■ Records provided

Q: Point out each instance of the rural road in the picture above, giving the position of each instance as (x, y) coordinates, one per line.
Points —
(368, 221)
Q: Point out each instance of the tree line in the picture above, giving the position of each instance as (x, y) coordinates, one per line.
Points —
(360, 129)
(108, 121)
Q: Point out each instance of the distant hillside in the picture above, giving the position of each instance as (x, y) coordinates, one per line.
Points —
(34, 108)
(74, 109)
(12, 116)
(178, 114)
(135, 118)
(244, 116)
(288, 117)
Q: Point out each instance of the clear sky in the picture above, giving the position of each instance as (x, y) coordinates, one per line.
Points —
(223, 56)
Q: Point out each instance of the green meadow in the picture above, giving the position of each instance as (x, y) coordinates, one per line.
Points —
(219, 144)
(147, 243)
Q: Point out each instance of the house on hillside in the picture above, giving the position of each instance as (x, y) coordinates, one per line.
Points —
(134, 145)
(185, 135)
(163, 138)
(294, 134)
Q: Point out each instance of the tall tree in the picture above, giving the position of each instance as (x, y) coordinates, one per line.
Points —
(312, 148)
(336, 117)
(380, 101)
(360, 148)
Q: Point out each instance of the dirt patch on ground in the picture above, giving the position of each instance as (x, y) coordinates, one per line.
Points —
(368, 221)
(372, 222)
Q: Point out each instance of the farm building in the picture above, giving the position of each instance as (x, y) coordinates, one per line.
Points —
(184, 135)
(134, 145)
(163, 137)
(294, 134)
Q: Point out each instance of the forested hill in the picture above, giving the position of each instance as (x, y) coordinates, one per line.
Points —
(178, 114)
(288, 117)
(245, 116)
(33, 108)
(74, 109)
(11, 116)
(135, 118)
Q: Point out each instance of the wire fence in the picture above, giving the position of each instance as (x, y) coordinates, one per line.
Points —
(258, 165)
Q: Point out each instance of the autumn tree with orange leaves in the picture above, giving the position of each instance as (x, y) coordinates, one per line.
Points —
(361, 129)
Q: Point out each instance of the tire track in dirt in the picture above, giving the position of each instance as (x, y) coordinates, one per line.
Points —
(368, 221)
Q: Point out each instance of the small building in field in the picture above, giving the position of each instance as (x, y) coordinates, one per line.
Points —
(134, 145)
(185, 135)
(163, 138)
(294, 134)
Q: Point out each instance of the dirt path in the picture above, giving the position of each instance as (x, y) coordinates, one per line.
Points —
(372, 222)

■ Work request
Count, in the listing, each line that holds the string "hillside", then give the count and nothing else.

■ Written reply
2